GIVEN PROBLEM =>
Quote the lines below verbatim, beginning with the first line and stopping after the line that contains "66 162 L 65".

Stored items =>
───
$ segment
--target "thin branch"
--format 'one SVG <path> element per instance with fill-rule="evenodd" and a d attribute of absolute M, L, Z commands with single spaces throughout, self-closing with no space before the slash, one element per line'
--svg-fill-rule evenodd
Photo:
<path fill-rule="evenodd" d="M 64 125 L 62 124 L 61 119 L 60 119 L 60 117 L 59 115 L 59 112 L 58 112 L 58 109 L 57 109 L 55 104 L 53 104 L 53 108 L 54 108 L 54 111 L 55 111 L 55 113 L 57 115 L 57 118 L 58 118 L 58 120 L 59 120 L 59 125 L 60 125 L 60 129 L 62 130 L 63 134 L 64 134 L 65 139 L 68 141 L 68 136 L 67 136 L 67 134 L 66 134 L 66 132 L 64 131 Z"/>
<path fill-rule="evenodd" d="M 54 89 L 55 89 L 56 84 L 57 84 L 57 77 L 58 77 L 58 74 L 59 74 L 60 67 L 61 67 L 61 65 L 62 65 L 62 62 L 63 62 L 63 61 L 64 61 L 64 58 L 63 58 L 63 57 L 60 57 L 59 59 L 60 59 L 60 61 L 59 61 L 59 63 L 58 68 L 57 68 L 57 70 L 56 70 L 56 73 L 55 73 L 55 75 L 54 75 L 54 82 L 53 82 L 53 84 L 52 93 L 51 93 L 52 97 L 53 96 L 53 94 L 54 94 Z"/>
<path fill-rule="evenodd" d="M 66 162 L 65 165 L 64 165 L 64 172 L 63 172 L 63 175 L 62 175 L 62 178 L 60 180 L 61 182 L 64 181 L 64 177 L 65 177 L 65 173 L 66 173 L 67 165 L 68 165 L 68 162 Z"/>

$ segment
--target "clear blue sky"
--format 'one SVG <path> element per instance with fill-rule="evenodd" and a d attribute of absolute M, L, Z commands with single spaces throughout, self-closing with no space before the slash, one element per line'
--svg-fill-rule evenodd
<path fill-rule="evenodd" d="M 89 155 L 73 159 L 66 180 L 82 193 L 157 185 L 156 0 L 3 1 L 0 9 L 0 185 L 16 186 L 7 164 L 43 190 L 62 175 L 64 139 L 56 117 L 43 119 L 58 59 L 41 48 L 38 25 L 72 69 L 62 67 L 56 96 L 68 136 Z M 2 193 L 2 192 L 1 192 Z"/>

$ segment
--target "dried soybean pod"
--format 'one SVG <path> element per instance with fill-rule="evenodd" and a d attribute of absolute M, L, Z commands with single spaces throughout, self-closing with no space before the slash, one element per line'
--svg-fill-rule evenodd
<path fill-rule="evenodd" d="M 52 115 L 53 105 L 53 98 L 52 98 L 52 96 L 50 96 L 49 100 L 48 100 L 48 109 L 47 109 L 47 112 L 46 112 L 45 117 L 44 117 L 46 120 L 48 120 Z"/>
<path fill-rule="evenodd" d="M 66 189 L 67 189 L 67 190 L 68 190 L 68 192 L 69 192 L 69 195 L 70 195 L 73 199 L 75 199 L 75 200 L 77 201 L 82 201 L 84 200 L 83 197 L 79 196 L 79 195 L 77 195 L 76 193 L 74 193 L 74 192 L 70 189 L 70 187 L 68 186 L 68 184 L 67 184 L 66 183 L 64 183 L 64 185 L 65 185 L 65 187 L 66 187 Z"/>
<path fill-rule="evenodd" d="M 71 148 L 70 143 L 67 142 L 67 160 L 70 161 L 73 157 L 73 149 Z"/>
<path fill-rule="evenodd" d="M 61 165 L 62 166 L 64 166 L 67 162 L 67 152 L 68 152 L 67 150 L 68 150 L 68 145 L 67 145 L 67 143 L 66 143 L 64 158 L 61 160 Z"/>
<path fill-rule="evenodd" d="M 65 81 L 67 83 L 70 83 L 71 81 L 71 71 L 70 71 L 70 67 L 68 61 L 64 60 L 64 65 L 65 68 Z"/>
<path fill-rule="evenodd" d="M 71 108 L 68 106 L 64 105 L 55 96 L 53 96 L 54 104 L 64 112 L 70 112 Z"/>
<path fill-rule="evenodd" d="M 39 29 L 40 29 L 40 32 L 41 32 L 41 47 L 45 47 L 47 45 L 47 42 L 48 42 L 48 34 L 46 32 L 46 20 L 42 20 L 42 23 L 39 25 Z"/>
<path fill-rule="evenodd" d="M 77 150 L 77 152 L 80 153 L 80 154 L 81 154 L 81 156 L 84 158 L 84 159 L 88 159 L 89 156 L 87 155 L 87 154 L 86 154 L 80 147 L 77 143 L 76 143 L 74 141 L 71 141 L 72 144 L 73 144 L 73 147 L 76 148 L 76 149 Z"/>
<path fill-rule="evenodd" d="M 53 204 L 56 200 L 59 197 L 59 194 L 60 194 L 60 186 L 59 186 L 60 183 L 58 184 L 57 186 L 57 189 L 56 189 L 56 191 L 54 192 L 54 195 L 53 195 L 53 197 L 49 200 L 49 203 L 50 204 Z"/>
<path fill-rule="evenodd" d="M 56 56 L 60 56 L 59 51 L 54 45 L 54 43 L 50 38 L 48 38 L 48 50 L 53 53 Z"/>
───
RESULT FOR THIS EXERCISE =>
$ segment
--target "thin branch"
--format 'one SVG <path> element per instance with fill-rule="evenodd" and a d attribute of absolute M, L, Z commands with single spaces throughout, self-closing with no space before the slash, one element per line'
--svg-fill-rule evenodd
Photo:
<path fill-rule="evenodd" d="M 64 125 L 62 124 L 61 119 L 60 119 L 60 117 L 59 115 L 59 112 L 58 112 L 58 109 L 57 109 L 55 104 L 53 104 L 53 108 L 54 108 L 54 111 L 55 111 L 55 113 L 57 115 L 57 118 L 58 118 L 58 120 L 59 120 L 59 125 L 60 125 L 60 129 L 62 130 L 63 134 L 64 134 L 65 139 L 68 141 L 68 136 L 67 136 L 67 134 L 66 134 L 66 132 L 64 131 Z"/>
<path fill-rule="evenodd" d="M 54 89 L 55 89 L 56 84 L 57 84 L 57 77 L 58 77 L 58 74 L 59 74 L 60 67 L 61 67 L 61 65 L 62 65 L 62 62 L 63 62 L 63 61 L 64 61 L 64 58 L 63 58 L 63 57 L 60 57 L 59 59 L 60 59 L 60 61 L 59 61 L 59 63 L 58 68 L 57 68 L 57 70 L 56 70 L 56 73 L 55 73 L 55 75 L 54 75 L 54 82 L 53 82 L 53 84 L 52 93 L 51 93 L 52 97 L 53 96 L 53 94 L 54 94 Z"/>
<path fill-rule="evenodd" d="M 66 162 L 65 165 L 64 165 L 64 172 L 63 172 L 63 175 L 62 175 L 62 178 L 60 180 L 61 182 L 64 181 L 64 177 L 65 177 L 65 173 L 66 173 L 67 165 L 68 165 L 68 162 Z"/>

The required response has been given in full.